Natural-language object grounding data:

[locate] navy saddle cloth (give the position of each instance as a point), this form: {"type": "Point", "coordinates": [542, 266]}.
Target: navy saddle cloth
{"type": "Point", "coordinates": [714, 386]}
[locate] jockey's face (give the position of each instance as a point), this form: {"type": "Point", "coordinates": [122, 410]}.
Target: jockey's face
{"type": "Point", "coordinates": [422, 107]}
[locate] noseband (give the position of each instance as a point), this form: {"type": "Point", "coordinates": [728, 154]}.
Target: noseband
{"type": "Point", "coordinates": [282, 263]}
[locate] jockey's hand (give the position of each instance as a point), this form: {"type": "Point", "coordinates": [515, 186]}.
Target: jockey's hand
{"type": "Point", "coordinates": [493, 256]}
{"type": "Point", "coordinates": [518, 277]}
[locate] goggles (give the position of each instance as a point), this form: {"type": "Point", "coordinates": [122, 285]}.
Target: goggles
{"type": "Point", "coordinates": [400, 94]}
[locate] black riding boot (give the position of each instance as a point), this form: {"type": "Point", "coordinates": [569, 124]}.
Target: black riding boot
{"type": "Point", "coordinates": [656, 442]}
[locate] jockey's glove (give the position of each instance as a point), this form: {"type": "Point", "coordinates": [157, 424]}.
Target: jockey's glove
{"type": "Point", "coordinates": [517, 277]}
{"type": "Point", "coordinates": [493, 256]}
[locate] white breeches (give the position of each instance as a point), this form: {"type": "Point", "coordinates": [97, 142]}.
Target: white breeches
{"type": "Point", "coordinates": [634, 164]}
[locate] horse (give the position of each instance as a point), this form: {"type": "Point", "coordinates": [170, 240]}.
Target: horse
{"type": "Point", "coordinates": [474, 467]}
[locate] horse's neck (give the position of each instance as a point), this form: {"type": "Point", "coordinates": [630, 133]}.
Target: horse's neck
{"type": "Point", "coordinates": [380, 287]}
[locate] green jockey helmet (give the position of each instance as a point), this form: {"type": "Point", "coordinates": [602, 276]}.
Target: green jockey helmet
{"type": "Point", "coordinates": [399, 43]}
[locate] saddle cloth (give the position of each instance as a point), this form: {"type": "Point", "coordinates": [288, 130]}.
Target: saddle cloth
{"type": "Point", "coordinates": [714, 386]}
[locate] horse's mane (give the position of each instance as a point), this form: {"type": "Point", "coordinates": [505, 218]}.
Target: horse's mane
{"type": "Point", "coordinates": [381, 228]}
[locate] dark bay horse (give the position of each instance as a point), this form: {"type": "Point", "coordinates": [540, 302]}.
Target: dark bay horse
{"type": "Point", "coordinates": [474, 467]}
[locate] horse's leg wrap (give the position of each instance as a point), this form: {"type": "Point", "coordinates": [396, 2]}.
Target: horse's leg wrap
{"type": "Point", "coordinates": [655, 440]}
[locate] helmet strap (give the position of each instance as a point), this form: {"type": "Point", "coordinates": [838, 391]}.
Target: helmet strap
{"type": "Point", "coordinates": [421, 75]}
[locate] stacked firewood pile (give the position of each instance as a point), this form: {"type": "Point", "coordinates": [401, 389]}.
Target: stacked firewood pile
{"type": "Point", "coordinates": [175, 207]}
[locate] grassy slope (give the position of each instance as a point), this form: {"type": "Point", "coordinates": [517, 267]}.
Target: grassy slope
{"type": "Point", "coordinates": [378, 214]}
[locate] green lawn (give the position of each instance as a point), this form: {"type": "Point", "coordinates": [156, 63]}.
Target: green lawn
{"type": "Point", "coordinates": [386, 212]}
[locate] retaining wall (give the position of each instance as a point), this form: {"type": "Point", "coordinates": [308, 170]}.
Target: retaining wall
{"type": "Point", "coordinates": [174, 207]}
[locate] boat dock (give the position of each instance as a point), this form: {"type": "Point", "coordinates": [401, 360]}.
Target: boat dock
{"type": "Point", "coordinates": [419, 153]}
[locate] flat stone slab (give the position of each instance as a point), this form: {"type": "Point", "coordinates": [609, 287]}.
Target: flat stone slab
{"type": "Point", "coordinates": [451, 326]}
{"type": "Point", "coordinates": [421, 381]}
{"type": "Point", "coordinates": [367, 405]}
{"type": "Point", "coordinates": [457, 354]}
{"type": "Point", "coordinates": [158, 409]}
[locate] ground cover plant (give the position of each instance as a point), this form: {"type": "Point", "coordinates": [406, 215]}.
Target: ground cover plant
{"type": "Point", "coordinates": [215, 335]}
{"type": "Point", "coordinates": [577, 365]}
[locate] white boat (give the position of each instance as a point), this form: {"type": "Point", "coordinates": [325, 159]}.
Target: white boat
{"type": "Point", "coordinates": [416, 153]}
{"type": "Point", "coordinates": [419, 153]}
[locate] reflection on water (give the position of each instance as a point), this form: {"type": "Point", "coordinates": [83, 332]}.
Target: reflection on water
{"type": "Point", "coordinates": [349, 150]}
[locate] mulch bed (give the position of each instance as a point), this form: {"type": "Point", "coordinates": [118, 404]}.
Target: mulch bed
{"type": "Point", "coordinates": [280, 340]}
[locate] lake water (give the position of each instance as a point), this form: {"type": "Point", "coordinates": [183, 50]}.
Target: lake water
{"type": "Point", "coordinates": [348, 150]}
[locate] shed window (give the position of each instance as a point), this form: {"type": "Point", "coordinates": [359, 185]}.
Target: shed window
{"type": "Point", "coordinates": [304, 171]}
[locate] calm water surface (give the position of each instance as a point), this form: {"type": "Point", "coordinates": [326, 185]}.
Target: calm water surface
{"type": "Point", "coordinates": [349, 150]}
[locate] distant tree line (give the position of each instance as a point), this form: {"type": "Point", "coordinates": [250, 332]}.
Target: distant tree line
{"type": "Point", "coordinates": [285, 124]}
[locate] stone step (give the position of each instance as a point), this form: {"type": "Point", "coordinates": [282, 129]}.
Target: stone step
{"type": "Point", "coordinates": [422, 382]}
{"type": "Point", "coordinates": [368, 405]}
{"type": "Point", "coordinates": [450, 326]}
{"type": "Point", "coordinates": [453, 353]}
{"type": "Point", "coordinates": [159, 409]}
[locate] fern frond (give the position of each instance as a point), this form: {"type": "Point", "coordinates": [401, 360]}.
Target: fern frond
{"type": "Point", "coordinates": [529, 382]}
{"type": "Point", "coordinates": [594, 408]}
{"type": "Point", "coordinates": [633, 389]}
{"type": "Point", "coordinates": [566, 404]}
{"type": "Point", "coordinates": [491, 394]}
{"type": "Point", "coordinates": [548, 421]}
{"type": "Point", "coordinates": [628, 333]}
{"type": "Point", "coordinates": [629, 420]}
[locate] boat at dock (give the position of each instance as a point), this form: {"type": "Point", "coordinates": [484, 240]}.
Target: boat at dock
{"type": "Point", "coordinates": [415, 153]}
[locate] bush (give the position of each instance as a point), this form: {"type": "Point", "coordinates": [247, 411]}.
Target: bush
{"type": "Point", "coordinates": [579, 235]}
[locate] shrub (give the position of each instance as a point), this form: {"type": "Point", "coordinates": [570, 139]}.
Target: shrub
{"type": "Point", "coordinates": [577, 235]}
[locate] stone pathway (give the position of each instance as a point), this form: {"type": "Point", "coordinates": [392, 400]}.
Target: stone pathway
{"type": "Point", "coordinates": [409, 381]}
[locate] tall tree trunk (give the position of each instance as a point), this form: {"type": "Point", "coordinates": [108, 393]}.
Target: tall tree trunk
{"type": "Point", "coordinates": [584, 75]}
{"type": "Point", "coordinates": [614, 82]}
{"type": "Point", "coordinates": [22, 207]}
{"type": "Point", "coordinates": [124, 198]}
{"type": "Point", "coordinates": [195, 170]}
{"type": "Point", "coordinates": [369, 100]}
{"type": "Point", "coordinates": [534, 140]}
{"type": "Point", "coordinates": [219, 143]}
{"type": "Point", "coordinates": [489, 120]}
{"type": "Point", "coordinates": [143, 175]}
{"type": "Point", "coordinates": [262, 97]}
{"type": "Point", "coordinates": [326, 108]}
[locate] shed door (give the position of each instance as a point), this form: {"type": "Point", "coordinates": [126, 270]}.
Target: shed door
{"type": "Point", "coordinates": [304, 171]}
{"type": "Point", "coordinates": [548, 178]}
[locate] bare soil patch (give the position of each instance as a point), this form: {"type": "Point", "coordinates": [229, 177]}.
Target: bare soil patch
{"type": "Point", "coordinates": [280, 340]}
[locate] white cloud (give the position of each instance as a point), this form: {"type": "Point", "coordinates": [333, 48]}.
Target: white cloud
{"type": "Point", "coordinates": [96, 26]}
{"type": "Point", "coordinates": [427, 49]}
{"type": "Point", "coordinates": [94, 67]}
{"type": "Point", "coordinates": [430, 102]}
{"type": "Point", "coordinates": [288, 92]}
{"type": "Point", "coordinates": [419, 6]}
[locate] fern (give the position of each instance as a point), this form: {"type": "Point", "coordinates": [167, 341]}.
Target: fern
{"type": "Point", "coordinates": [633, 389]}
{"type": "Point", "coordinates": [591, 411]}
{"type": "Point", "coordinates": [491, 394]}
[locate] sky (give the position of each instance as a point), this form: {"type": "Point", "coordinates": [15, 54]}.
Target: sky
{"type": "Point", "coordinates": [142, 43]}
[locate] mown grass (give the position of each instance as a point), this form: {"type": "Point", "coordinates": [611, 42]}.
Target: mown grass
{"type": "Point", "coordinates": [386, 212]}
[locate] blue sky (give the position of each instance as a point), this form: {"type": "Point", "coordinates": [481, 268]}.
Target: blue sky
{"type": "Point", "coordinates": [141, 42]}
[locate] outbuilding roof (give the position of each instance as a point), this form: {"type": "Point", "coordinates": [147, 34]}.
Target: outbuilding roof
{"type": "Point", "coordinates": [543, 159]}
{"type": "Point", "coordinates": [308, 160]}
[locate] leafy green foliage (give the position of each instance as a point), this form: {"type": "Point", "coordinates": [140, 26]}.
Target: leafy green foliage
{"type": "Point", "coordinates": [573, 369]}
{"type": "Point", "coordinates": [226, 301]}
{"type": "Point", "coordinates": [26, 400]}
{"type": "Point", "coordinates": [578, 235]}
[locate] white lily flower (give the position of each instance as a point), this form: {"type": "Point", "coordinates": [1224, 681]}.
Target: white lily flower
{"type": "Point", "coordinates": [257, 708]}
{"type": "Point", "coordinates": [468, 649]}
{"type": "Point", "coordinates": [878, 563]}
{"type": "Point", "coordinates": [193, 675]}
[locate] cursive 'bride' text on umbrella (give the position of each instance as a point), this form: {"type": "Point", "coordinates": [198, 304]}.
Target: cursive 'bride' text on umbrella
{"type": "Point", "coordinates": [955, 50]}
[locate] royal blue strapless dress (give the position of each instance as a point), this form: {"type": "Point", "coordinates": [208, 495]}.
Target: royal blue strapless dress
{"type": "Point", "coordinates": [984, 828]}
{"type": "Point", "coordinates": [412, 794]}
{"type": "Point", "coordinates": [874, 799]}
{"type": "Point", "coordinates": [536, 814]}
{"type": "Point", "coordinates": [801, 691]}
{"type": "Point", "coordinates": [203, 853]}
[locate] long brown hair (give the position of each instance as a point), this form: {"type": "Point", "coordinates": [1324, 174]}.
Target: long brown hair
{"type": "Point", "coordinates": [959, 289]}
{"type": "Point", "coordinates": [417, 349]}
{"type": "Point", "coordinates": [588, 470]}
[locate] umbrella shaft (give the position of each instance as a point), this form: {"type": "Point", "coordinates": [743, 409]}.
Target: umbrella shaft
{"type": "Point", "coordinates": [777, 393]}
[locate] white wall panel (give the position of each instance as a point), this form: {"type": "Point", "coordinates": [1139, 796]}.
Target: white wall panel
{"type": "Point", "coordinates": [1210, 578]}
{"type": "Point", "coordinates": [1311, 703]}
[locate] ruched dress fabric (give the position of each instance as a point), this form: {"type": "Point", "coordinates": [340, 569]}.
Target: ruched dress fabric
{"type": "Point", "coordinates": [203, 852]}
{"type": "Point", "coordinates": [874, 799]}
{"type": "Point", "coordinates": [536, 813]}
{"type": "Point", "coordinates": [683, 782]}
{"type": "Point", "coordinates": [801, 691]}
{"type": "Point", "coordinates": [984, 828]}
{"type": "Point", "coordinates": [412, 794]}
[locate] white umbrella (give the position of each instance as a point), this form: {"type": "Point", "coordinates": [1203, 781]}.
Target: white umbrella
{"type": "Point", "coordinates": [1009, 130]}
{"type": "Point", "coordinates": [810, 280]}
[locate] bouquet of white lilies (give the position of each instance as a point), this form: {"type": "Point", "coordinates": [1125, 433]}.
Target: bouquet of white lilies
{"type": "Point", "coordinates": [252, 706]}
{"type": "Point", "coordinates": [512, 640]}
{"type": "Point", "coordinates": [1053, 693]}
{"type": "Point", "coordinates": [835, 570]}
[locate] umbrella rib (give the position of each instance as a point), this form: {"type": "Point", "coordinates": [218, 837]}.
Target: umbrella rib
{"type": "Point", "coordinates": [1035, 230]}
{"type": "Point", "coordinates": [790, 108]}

Exercise description: Out of the entries above, write out only the lines between the line holding "Target: stone pathway" and the line holding "[locate] tall tree", inclusive, each exactly as given.

Solution for this task:
Target: stone pathway
{"type": "Point", "coordinates": [409, 381]}
[locate] tall tree trunk (give the position of each instance as a point), this form: {"type": "Point", "coordinates": [108, 393]}.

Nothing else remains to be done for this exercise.